TEXT SEGMENT:
If you're on Facebook, you and your friends
may have posted notes with 25 facts about themselves. We wanted to share
with you 25 things we think are really interesting about water. It's on our
Facebook page, too--please feel free to share it with your friends.
If you're on Facebook, you and your friends may have posted notes with 25
facts about themselves. We wanted to share with you 25 things we think are
really interesting about water. It's on
our Facebook page, too – please feel free to share it with your
friends.
25 Things You Might Not Know about Water
1. The world is currently in a water crisis. One out of six people
worldwide doesn’t have access to clean water. Every year, 2 million people
die of diseases caused by a lack of clean water.
2. Regions throughout the world are experiencing water shortages, due to
both droughts and overuse of water. Rivers all over the world, including
the Columbia River, now dry up before reaching their ends.
3. Companies like Nestlé are taking communities’ water for bottling
despite public opposition, in the US and abroad.
4.
Bottled water plants don’t provide good jobs.
5. Water advocacy does.
Food & Water Watch is hiring (and it’s a great place to work!).
6. The international financial institutions (World Bank and IMF) have
essentially forced many countries to sell their public water utilities to
big water corporations.
7. Communities all over the world have organized, and in some cases
shed blood, to regain control of their water resources.
8. Bottled water isn’t safer than tap water. Last year, Environmental
Working Group did a
study that tested popular brands of bottled water for
contamination. They found 38 different harmful chemicals, including
painkillers, fertilizer and arsenic, in 10 brands of bottled water.
9. The average American’s indoor water use is about 69 gallons of water
per day. Calculate your water footprint
here.
10. According to the
Washington Post in 2005, “Just one flush of a toilet in the
West uses more water than most Africans have to perform an entire day's
washing, cleaning, cooking and drinking.”
11. Worldwide, big investors like
T. Boone Pickens are buying up water rights like they have bought up
oil. Some have predicted that the next wars will be over water.
12. You can carbonate your own water with a machine like
this
if you like it fizzy.
13. Plastic bottles can leach chemicals into your water. Lined aluminum or
stainless steel bottles like our Take Back the Tap one are the
safest alternative.
14. Industry is pushing technology that makes ocean water into drinking
water as a solution to shortages. But really,
it’s a bad idea.
15. Conservation can get us farther. Check out a whole bunch of
conservation tips
here.

STORED DATA:
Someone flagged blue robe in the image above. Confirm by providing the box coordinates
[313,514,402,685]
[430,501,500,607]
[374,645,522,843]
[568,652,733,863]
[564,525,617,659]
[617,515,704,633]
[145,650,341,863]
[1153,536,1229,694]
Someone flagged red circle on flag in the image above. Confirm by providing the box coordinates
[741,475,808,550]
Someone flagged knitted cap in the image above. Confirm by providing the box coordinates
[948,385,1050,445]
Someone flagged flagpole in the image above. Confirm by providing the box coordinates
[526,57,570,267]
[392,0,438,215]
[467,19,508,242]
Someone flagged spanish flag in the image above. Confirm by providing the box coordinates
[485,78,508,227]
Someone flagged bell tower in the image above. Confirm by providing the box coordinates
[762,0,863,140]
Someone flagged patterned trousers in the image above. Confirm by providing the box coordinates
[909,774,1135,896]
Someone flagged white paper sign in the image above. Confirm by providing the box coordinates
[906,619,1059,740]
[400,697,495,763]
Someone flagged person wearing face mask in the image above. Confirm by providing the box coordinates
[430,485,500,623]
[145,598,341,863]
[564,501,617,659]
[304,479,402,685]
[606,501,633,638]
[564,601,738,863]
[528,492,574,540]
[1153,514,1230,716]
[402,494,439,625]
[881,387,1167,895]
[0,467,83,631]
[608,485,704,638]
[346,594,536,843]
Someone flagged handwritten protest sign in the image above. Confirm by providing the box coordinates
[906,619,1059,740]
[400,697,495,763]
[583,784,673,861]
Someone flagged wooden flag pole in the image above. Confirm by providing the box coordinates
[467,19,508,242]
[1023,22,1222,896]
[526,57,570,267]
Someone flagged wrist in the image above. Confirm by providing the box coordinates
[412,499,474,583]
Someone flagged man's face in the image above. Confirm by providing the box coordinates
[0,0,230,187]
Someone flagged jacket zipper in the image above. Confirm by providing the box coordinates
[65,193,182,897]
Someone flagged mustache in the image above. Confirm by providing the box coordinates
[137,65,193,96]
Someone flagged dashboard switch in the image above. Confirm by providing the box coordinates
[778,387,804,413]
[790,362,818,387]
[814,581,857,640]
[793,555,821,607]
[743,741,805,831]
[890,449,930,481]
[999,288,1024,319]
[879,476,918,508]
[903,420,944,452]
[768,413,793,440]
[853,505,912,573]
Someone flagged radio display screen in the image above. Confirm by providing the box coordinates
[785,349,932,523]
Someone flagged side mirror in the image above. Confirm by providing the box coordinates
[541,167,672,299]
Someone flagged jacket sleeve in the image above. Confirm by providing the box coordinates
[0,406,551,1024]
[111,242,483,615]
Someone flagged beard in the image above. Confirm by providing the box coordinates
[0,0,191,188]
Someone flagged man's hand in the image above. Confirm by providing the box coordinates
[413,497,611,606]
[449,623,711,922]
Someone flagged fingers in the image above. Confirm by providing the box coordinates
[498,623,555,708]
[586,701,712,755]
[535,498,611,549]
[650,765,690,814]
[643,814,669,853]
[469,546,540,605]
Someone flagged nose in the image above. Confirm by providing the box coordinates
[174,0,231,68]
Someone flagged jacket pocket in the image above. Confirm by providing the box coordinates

THE TASK:
Extend the list of facts about water, picking up right after item 15.

ANSWER BOX:
16. In the US, people who get their water from a privately owned utility
pay up to 80% more than those who get it from a public utility. Private
sewer service can cost twice as much as public.
17. We may be able to conserve water by investing in renewable energy
sources. According to Harper’s magazine in December 2008, half of all
freshwater drawn from U.S. sources each year is used to cool power plants.
18. In Bolivia, nearly one out of every ten children dies before the age
of five. Most of those deaths are related to illnesses that come from a
lack of clean drinking water. This statistic and others are discussed in
the movie
FLOW.
19. Every day, an estimated seven billion gallons of clean drinking water
leak out of pipes in the US.
20. In 1978, the feds paid for 78% of water infrastructure in the US. As
of 2008, it was 3%. Many communities don’t have the money to make up the
difference. You can meet with your legislator to tell them you support the
creation of a dedicated source of funding for water infrastructure.
21. Up to 40% of bottled water is actually just municipal water that’s
been packaged.
22. There’s a growing movement of college campuses and restaurants who
have decided not to sell bottled water. You can
join the
movement with your school or business.
23. Most funky taste in water can be removed with a filter, such as a
Brita. (We don’t have any financial interest in selling Britas.) Chlorine
taste will go away if you leave the water in an open pitcher overnight.
24. In 2003, the city of Johannesburg, South Africa started to install
prepaid water meters, preventing the very poorest from accessing clean
water. In 2008, the Johannesburg High Court declared this
unconstitutional. This was a victory for the people, but the decision is
being appealed, and the struggle continues.
25. The movement needs you. This isn’t just for activists—it’s for anyone
whose body is made up of over 70% water.